**Work order 1**
Answer these questions using the parliamentary exchange, marking each answer (a), (b) or (c):
(a) Which Secretary of State is Mr. Home Robertson's first question addressed to?
(b) According to Lord James Douglas-Hamilton, whose responsibility are local authority staffing levels?
(c) What sum does Mr. Home Robertson give for the poll tax package?
**Work order 2**
Please list every day of the week named in the parliamentary exchange.
**Work order 3**
Summarize the parliamentary exchange in two sentences.

HC Deb 28 March 1990 vol 170 cc485-8
16. Mr. Home Robertson

To ask the Secretary of State for Scotland what information he has as to how many extra staff have been employed by local authorities for the administration of the poll tax system.

Lord James Douglas-Hamilton

Local authority staffing levels are the responsibility of individual authorities. Information on numbers of staff employed for particular duties is not held centrally.

Mr. Home Robertson

I find it remarkable that, on this question, the Secretary of State is not facing the music. The poll tax is surely one job-creation scheme that Scotland could have done without. Will the Minister take this opportunity to explain how his right hon. and learned Friend's £4 million poll tax panic package will be distributed, and where the money will come from? Can he explain why his right hon. and learned Friend failed to protest in Cabinet last Tuesday; why he required us, on Tuesday and Wednesday, to explain that such blatant discrimination against Scotland was an outrage; and why his right hon. and learned Friend was looking like a right idiot on Thursday? What kind of humiliation will it take to make the Secretary of State resign?

**Information provided**

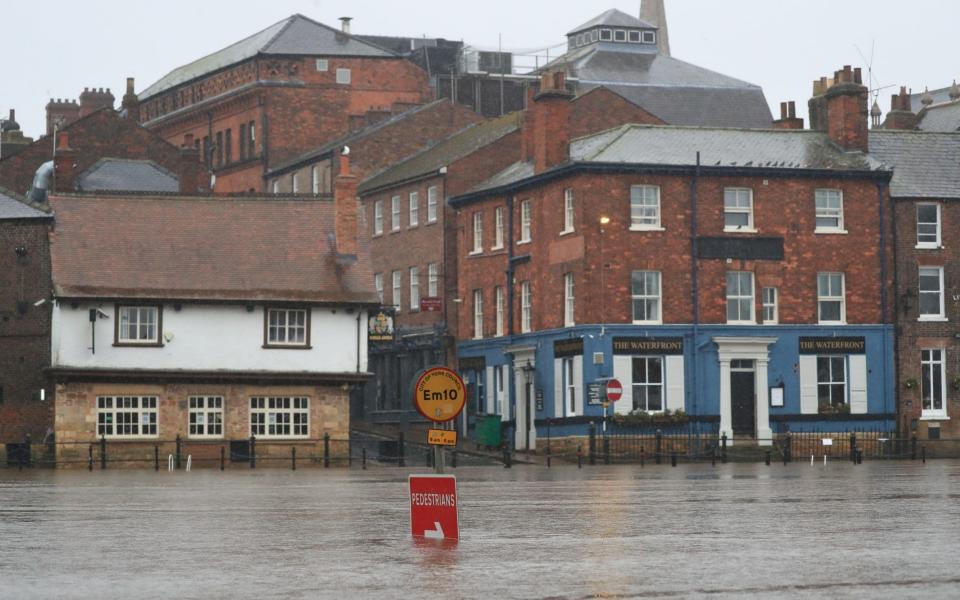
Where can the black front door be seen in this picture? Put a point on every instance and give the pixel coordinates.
(743, 402)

**Expected answer 1**
(a) The Secretary of State for Scotland.
(b) Individual authorities.
(c) £4 million.

**Expected answer 2**
Tuesday, Wednesday, Thursday

**Expected answer 3**
Mr. Home Robertson asked the Secretary of State for Scotland how many extra staff local authorities had employed to administer the poll tax. Lord James Douglas-Hamilton replied that staffing levels are the responsibility of individual authorities and such figures are not held centrally, after which Mr. Home Robertson asked how the £4 million poll tax package would be distributed and funded and what humiliation it would take to make the Secretary of State resign.